Source document:
:::::

I was pleasantly surprised by the reactions from people that did not know me or anything about the film. In a way, I feel as if people who know me and are familiar with this whole long road the film has taken, bring something to the screening, and in the end it affects their experience. Those who are not familiar seem to have a more pure reaction and so far those reactions have been incredibly positive. This best feeling you can have when beginning a journey with a film is to feel as if you’ve made a connection with your audience in some way. I certainly walked away feeling that.
Posted on October, 12 2009
Everything is in line for the CMJ Film Festival. I am very excited to be a part of it. It is a great first festival for the movie. Excellent lineup of bands, film, parties. Making for a very cool vibe. We are screening MAMMA at the Clearview Chelsea on 8th Ave.- October 22nd at 9:30pm as part of the Cine-mini Shorts Competition. It’s a theater I went to often while I was in college, so for that reason alone, it feels pretty great. I can remember many nights sitting there watching movies and thinking to myself “What the hell is it gonna take?”. It seemed impossible to fathom getting something I conceived up there one day. I guess the answer to my question was don’t wait for someone to do it for you. Ignore all reason, and hope it works out.

:::::

Assignment: Repeat the passage about the film from "I was pleasantly" up to and including "away feeling that.", word for word.

:::::

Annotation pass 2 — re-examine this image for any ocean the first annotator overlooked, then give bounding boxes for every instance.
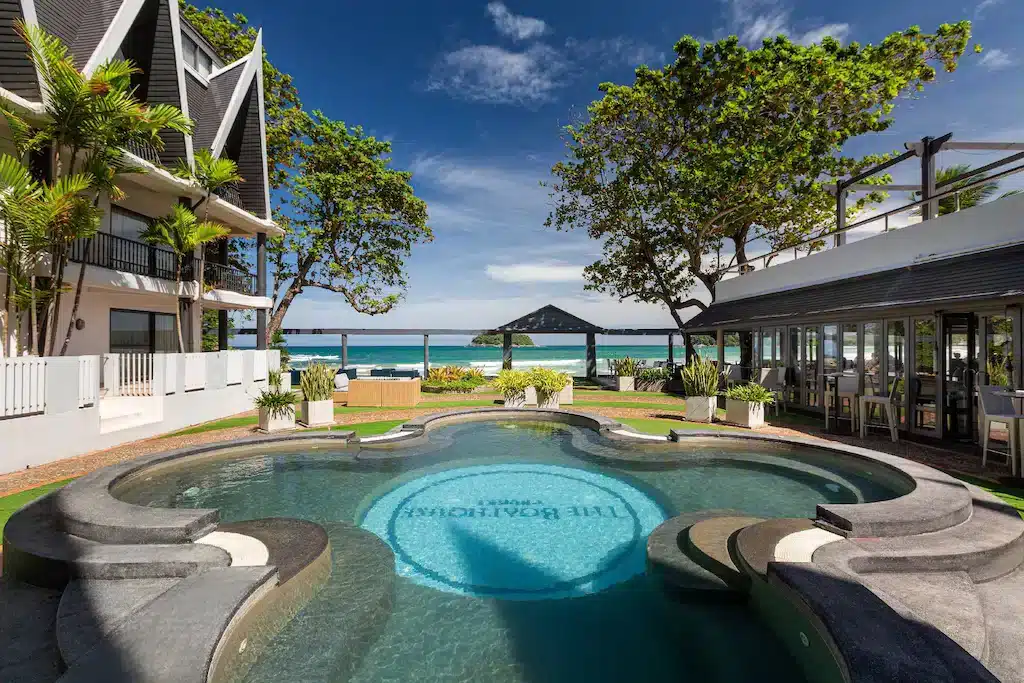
[280,344,739,376]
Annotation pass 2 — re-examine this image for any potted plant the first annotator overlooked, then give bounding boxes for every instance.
[611,356,640,391]
[680,356,718,422]
[253,389,299,432]
[495,370,530,408]
[725,382,775,429]
[299,361,336,427]
[529,368,572,409]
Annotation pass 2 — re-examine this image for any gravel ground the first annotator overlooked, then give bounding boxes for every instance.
[0,401,1009,497]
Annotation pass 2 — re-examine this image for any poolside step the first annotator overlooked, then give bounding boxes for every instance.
[815,486,1024,582]
[3,494,230,588]
[734,519,816,579]
[0,577,60,683]
[56,579,182,667]
[683,516,764,591]
[60,567,276,683]
[768,562,999,683]
[647,510,742,596]
[976,567,1024,681]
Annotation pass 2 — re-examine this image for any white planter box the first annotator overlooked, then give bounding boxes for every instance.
[259,408,295,432]
[299,398,334,427]
[686,396,718,422]
[725,398,765,429]
[526,384,572,408]
[505,395,536,408]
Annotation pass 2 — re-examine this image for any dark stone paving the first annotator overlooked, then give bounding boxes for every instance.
[217,517,328,584]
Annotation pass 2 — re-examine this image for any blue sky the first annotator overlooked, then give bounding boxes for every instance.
[218,0,1024,348]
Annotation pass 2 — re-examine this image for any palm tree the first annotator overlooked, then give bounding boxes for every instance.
[0,22,193,355]
[910,164,1020,216]
[174,150,243,297]
[141,204,230,353]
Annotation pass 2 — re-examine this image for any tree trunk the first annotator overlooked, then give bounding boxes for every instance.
[60,238,92,355]
[174,256,185,353]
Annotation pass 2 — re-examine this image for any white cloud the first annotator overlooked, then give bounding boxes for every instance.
[723,0,850,47]
[565,36,666,67]
[974,0,1002,16]
[486,263,583,283]
[427,43,566,104]
[487,2,548,40]
[978,48,1015,71]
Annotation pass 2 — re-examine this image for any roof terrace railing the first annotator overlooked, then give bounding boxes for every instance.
[718,136,1024,279]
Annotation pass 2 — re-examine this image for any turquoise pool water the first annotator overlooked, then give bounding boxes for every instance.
[118,423,901,683]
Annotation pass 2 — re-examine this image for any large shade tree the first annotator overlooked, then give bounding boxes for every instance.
[548,22,970,327]
[267,112,433,338]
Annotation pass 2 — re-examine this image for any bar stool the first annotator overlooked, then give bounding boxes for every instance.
[859,377,900,443]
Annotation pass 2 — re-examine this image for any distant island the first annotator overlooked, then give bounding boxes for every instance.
[469,335,535,346]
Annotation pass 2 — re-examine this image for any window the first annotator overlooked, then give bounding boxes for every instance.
[181,34,213,76]
[111,308,178,353]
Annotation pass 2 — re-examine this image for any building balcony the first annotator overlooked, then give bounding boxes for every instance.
[203,261,256,296]
[69,232,196,282]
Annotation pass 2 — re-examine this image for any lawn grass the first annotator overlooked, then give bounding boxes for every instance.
[0,479,74,529]
[615,418,736,436]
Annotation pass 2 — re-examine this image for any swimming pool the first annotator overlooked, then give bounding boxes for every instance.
[116,422,905,683]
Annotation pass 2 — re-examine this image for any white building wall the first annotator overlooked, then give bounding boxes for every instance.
[716,195,1024,302]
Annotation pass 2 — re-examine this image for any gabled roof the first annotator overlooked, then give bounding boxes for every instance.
[685,245,1024,331]
[495,304,604,334]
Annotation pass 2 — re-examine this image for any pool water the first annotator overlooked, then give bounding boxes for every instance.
[117,422,903,683]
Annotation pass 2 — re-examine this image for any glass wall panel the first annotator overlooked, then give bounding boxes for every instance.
[842,323,860,375]
[821,325,841,376]
[910,317,938,431]
[804,327,823,408]
[888,321,906,425]
[785,328,804,404]
[864,323,887,396]
[985,315,1014,386]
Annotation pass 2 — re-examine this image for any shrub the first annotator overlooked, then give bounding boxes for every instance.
[299,360,337,400]
[611,356,640,377]
[679,356,718,396]
[495,370,532,401]
[422,380,480,393]
[253,389,299,420]
[725,382,775,403]
[636,368,672,390]
[529,368,572,403]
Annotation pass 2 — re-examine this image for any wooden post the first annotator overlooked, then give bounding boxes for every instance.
[423,335,430,379]
[587,332,597,380]
[502,332,512,370]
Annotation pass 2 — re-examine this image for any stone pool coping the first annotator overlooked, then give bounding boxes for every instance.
[5,407,1015,680]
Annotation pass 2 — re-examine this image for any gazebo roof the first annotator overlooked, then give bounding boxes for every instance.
[495,305,604,334]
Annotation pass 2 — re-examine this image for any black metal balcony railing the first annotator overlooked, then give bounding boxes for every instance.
[214,182,245,209]
[203,261,256,296]
[69,232,196,281]
[124,142,160,166]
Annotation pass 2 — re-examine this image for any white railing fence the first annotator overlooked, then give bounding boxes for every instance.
[222,351,242,386]
[182,353,206,391]
[0,357,46,418]
[78,355,99,408]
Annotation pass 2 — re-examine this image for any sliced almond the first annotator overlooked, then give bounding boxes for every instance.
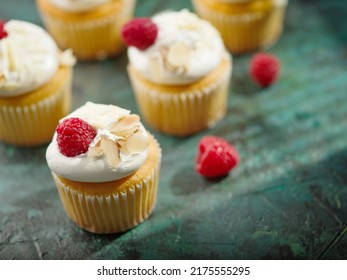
[101,139,120,168]
[125,132,148,154]
[87,140,104,157]
[110,114,140,135]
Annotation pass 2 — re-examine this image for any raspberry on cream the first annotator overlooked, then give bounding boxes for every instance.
[46,102,148,182]
[0,20,75,97]
[128,10,226,85]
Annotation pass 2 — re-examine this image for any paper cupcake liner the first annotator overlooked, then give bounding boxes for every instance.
[0,69,72,146]
[38,0,135,60]
[193,0,286,53]
[128,57,231,137]
[52,137,161,233]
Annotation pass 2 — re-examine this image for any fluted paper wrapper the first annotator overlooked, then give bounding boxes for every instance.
[38,0,135,60]
[128,56,231,137]
[193,0,286,53]
[52,137,160,234]
[0,68,72,147]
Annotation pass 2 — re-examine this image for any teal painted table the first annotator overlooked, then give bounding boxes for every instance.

:::::

The answer:
I was pleasantly surprised by the reactions from people that did not know me or anything about the film. In a way, I feel as if people who know me and are familiar with this whole long road the film has taken, bring something to the screening, and in the end it affects their experience. Those who are not familiar seem to have a more pure reaction and so far those reactions have been incredibly positive. This best feeling you can have when beginning a journey with a film is to feel as if you’ve made a connection with your audience in some way. I certainly walked away feeling that.